> _SELECTED PASSAGE_:
-------
CO2 Concentration Changes Do Not Drive Sea Levels
From about 7000 years ago to 2000 years ago, or from the Mid- to Late-Holocene, atmospheric CO2 concentrations varied between only about 260 and 270 parts per million, or ppm. Such low CO2 concentrations are believed to be “safe” for the planet, as they are significantly lower than today’s levels, which have eclipsed 400 ppm in recent years.
These high CO2 concentrations are believed to cause dangerous warming, rapid glacier melt, and catastrophic sea level rise.
And yet, despite the surge in anthropogenic CO2 emissions and atmospheric CO2 since the 20th century began, the UN’s Intergovernmental Panel on Climate Change (IPCC) has concluded that global sea levels only rose by 1.7 mm/yr during the entire 1901-2010 period, which is a rate of less than 7 inches (17 cm) per century.
-------
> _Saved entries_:
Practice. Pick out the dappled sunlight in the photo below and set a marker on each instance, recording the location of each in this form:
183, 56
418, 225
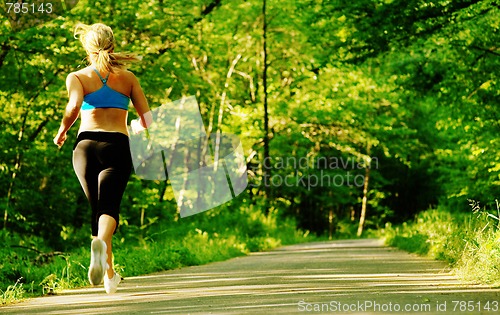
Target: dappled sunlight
274, 281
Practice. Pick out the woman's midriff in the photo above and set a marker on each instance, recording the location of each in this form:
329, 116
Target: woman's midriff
104, 119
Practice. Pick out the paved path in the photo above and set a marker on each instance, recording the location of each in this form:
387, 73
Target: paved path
337, 277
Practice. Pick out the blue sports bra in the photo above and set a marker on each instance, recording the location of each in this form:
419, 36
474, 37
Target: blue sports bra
105, 97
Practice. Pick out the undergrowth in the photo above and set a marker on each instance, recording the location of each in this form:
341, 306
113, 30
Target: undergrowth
30, 268
469, 242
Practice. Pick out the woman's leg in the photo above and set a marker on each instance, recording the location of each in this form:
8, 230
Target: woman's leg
107, 226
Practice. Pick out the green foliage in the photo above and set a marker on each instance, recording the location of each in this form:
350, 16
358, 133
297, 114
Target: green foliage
407, 90
469, 242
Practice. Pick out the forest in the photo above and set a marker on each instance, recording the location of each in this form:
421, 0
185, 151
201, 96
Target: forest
352, 114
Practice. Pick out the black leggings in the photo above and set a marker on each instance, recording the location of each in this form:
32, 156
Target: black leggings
103, 165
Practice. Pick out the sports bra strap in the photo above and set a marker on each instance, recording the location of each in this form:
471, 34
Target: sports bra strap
100, 77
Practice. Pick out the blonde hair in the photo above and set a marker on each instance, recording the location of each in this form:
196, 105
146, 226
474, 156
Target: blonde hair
99, 43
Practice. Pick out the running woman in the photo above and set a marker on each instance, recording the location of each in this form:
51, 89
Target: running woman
100, 95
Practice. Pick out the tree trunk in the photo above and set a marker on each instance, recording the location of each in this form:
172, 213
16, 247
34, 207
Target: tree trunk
362, 216
266, 166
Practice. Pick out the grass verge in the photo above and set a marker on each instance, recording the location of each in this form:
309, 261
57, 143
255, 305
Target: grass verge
469, 242
31, 268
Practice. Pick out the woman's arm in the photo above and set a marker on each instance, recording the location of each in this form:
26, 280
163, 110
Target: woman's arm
75, 93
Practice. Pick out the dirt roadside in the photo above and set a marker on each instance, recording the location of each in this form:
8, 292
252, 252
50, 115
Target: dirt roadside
336, 277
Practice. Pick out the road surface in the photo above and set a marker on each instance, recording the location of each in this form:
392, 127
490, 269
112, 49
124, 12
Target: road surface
335, 277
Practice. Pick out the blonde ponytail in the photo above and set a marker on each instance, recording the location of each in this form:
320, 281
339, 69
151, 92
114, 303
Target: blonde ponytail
99, 43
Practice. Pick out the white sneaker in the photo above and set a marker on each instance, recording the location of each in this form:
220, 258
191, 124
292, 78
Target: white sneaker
98, 265
111, 285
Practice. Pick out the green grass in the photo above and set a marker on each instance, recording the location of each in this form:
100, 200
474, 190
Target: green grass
469, 242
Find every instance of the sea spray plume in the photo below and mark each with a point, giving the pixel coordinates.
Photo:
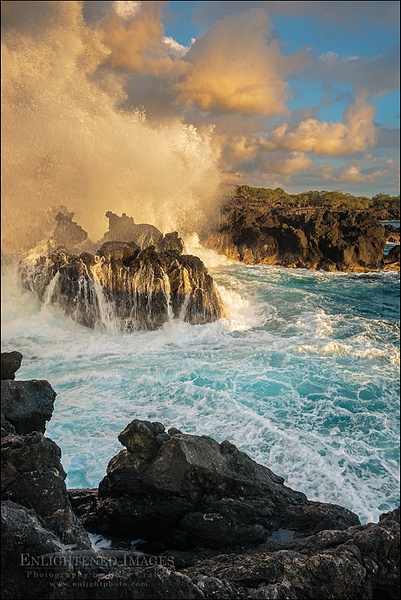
(67, 140)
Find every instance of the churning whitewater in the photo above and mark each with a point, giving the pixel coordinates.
(301, 373)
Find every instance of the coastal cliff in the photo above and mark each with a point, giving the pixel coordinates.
(134, 278)
(214, 523)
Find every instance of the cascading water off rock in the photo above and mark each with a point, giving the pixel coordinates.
(123, 288)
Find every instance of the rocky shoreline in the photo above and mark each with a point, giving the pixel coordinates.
(213, 522)
(254, 232)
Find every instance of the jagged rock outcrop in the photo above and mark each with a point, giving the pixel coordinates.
(359, 562)
(67, 232)
(329, 240)
(10, 363)
(125, 288)
(183, 490)
(124, 229)
(172, 241)
(393, 257)
(27, 404)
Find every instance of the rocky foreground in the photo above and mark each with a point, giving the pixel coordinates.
(331, 240)
(213, 522)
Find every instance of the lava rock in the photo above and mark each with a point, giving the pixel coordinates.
(124, 229)
(314, 239)
(67, 232)
(32, 476)
(183, 490)
(172, 241)
(124, 289)
(10, 363)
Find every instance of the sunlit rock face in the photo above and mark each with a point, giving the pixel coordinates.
(122, 287)
(124, 229)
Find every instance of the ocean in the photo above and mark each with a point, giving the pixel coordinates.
(302, 374)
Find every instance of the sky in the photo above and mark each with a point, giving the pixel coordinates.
(105, 102)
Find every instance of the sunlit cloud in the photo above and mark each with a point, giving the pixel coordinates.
(355, 134)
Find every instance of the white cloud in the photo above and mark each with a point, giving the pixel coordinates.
(355, 134)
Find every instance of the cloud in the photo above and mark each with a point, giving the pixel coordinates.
(176, 49)
(349, 174)
(377, 75)
(66, 139)
(135, 36)
(236, 68)
(126, 9)
(350, 14)
(356, 134)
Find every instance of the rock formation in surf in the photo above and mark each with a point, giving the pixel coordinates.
(231, 529)
(124, 229)
(183, 490)
(125, 287)
(313, 239)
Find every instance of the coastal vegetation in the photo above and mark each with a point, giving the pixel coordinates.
(335, 199)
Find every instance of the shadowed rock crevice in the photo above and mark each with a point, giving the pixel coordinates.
(125, 288)
(331, 240)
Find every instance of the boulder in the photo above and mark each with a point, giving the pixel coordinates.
(254, 232)
(10, 363)
(183, 490)
(124, 229)
(67, 232)
(27, 404)
(32, 476)
(172, 241)
(393, 257)
(359, 562)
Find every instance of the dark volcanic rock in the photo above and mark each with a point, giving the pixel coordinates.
(318, 239)
(67, 232)
(359, 562)
(124, 229)
(27, 404)
(32, 476)
(124, 288)
(172, 241)
(185, 490)
(393, 257)
(10, 363)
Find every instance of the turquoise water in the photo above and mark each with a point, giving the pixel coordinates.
(302, 374)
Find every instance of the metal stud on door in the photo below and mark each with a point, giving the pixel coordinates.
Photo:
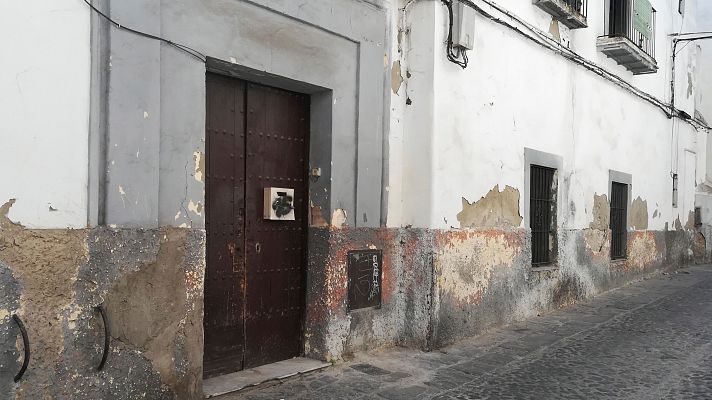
-------
> _WORK INSTRUCTIONS_:
a - According to the piece on CO2 and sea levels, at what yearly rate did the IPCC conclude global sea levels rose over 1901-2010?
b - Continue the piece on CO2 and sea levels from its last sentence.
These data come from a different source than the piece on CO2 and sea levels.

> _WRITTEN RESPONSES_:
a - 1.7 mm/yr, a rate of less than 7 inches (17 cm) per century.

b -
A new paper even suggests the global trend is better represented as closer to 1.3 mm/yr, or about 5 inches per century:
McAneney et al., 2017 “Global averaged sea-level rise is estimated at about 1.7 ± 0.2 mm year−1 (Rhein et al. 2013), however, this global average rise ignores any local land movements.
Church et al. (2006) and J. A. Church (2016; personal communication) suggest a long-term average rate of relative (ocean relative to land) sea-level rise of ∼1.3 mm year.”
According to Wenzel and Schröter (2014), the acceleration rate for the sea level rise trend since 1900 has been just +0.0042 mm/yr, which is acknowledged by the authors to be “not significant” and well within the range of uncertainty (+ or – 0.0092 mm/yr) to put the overall 20th/21st century sea level rise acceleration rate at zero.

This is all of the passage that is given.